*Trecho do documento*:
*-*-*

A grande tristeza do leitor é não poder ler

11.1.14


A maior tristeza do leitor não é quando o livro acaba, todo livro lido por completo deve ser comemorado e apreciado. A grande tristeza do leitor é não poder ler. Tenho livros maravilhosos em casa mas não consigo ler e quem me acompanha no Facebook conhece de perto as agruras que passamos (eu e o Juliano) por causa da poluição sonora no bairro onde moramos. Já publiquei diversos textos meus e de outros autores no blog Livros e Afins sobre qualidade de vida e como a poluição sonora a afeta e prejudica diretamente a rotina das pessoas. Esses são os artigos publicados:

Esses são os meus dois companheiros inseparáveis para amenizar pelo menos um pouco a barulheira

Mas como fazemos para escapar da poluição sonora? Escrevo e telefono para todos os números e pessoas possíveis e impossíveis e não consigo solução para nada, tentei algumas das sugestões que eu mesma escrevi nesse post, mas foram inúteis. Cheguei a ouvir em um dos telefonemas que fiz para o serviço de protocolos da prefeitura que a poluição sonora não é considerada uma prioridade na cidade de Curitiba.

Fotografar para não enlouquecer

Eu passei a alimentar o hábito de fotografar em momentos extremos de poluição sonora no bairro para não enlouquecer. Ficamos muito expostos a níveis de ruídos desumanos, e as palavras que os amigos nos enviam em mensagens privadas no Facebook nos ajudam muito e nos confortam. Mas a maioria das coisas sugeridas eu já fiz e já tentei, não temos mais alternativas sobrando. Já colocamos cortinas mais grossas, forramos o teto com todo tipo de vedação, entramos em contato com todos os órgãos e pessoas possíveis, enfim, nada resolve esse problema, e pelo jeito está longe de ser resolvido.

Poluição sonora é sinônimo de nervosismo e pressão que inviabilizam a qualidade de vida

Eu uso fones de ouvido e também protetores auriculares o dia inteiro. Nós dormimos ouvindo música por causa da barulheira. E na maioria das vezes isso não resolve. O que é um protetor auricular e um fone de ouvido contra a potência de um carro ou caminhonete tunada? Nada! Aliás esse hábito do tráfego de veículos com som automotivo modificado para fazer muito barulho e alcançar volumes desnorteantes está cada vez mais disseminado nas ruas de vários bairros - inclusive no Centro da cidade.
E dormir com protetor auricular mais os fones de ouvido não é nada confortável, não proporciona um verdadeiro descanso. É apenas um paliativo, um improviso, uma tentativa de não enlouquecer completamente. Minha mente está esgotada.


A biblioteca da faculdade onde estudamos fica de frente para a Getúlio Vargas, uma das avenidas mais movimentadas de Curitiba, onde também circulam muitos carros com som automotivo tunado, e mesmo assim o silêncio é bem maior do que no bairro onde moramos.

*-*-*

Registros de uma coleção:
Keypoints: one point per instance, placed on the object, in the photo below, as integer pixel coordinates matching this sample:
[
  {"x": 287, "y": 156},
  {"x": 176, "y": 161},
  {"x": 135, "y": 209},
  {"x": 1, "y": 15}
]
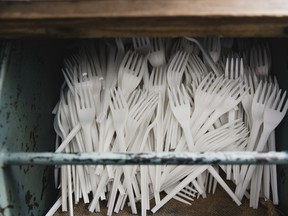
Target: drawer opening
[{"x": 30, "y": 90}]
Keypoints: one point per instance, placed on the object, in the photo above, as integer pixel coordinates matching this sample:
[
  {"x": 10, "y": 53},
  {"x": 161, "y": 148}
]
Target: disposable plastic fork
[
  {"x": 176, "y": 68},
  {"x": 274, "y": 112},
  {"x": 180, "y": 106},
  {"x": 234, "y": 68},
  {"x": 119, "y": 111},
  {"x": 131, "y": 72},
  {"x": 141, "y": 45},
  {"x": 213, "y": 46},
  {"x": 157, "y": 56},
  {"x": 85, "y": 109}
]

*-*-*

*Tarefa 1*:
Responda com base no texto sobre poluição sonora:
(a) O que a autora ouviu ao telefonar para o serviço de protocolos da prefeitura?
(b) De frente para qual avenida fica a biblioteca da faculdade?
(c) Que hábito a autora passou a alimentar para não enlouquecer?
*Tarefa 2*:
Duplique, sem nenhuma alteração, o trecho do texto sobre poluição sonora que começa em "Fotografar para não" e segue até "de ser resolvido.".
*Tarefa 3*:
Dê continuidade ao texto sobre poluição sonora a partir da última frase apresentada.
As linhas não têm papel algum nesta atividade.

*Resposta 1*:
(a) Que a poluição sonora não é considerada uma prioridade na cidade de Curitiba.
(b) A Getúlio Vargas.
(c) O hábito de fotografar em momentos extremos de poluição sonora no bairro.

*Resposta 2*:
Fotografar para não enlouquecer

Eu passei a alimentar o hábito de fotografar em momentos extremos de poluição sonora no bairro para não enlouquecer. Ficamos muito expostos a níveis de ruídos desumanos, e as palavras que os amigos nos enviam em mensagens privadas no Facebook nos ajudam muito e nos confortam. Mas a maioria das coisas sugeridas eu já fiz e já tentei, não temos mais alternativas sobrando. Já colocamos cortinas mais grossas, forramos o teto com todo tipo de vedação, entramos em contato com todos os órgãos e pessoas possíveis, enfim, nada resolve esse problema, e pelo jeito está longe de ser resolvido.

*Resposta 3*:
Desde janeiro de 2011 só consigo ler e dormir com protetores auriculares. Eu nem consigo mais alcançar o nível de concentração necessário para a leitura se não estiver com o protetor auricular, mesmo em um ambiente silencioso como uma biblioteca. Na única e pouco atuante biblioteca pública existente no bairro, o barulho dos ônibus dentro do recinto não são nem um pouco convidativos, não é um ambiente agradável, o que mais se escuta são motores, freadas, e carros circulando com som automotivo. Não tem como se dedicar à leitura naquele ambiente barulhento se não tiver um fone de ouvido ou um protetor auricular.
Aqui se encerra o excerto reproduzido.